**TASK:**
Locate "For each instance of the blue" in the listing below, then output the line holding it and every line after it, exactly and with nothing else.

**DATA TO USE:**
....
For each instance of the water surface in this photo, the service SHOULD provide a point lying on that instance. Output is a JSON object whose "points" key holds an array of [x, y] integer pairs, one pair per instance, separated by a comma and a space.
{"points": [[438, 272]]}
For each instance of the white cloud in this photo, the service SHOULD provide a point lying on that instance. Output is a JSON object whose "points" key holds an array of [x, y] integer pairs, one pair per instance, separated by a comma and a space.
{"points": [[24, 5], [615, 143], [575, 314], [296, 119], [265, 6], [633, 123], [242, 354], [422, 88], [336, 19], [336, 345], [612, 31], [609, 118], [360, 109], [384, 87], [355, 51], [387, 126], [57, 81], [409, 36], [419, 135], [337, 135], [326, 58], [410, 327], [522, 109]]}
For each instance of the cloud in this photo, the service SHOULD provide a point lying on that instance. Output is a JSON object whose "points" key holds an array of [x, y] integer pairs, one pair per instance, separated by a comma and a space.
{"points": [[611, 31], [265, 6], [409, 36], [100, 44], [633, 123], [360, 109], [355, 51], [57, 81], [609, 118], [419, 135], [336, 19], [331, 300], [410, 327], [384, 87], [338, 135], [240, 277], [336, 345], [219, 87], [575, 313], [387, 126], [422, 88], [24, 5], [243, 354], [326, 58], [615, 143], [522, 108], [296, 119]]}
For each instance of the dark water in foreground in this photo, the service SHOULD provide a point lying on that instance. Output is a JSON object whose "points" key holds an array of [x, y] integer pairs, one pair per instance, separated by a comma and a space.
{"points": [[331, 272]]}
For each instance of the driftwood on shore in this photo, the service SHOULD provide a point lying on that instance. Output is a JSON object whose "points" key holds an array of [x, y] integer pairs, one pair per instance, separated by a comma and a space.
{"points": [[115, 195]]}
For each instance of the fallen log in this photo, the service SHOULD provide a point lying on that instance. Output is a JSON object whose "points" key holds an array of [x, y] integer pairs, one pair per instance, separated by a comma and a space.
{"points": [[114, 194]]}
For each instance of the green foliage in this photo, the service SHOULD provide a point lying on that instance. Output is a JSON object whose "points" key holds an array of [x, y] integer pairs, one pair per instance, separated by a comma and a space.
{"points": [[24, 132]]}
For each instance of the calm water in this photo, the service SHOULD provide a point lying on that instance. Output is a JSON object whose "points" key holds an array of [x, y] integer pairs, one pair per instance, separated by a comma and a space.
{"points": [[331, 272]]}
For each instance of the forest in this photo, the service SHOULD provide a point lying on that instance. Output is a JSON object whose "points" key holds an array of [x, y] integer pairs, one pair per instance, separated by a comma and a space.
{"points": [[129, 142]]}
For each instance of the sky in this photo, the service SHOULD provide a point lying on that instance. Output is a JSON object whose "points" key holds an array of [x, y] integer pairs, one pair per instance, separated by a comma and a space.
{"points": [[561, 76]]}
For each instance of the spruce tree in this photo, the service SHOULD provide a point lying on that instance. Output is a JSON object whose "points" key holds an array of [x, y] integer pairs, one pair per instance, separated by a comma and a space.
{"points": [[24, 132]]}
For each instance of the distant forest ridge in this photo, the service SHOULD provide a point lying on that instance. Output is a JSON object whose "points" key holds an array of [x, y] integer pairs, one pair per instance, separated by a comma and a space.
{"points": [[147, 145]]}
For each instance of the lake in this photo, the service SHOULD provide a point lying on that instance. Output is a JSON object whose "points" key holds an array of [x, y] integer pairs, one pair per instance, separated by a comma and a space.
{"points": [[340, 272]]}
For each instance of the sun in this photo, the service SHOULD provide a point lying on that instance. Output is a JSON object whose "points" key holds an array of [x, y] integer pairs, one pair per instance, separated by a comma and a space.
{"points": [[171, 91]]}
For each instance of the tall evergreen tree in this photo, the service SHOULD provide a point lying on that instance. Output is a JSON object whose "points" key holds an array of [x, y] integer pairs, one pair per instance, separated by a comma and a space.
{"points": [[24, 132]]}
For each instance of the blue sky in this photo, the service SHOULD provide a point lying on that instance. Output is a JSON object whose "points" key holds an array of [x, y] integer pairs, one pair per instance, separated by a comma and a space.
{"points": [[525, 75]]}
....
**OUTPUT OF THE EXERCISE:**
For each instance of the blue sky in this photo, the service SHOULD provide a point lying on that instance. Output is a JSON object whose "points" key holds an array of [x, y] integer pairs, one pair per instance, separated by a comma and a space.
{"points": [[525, 75]]}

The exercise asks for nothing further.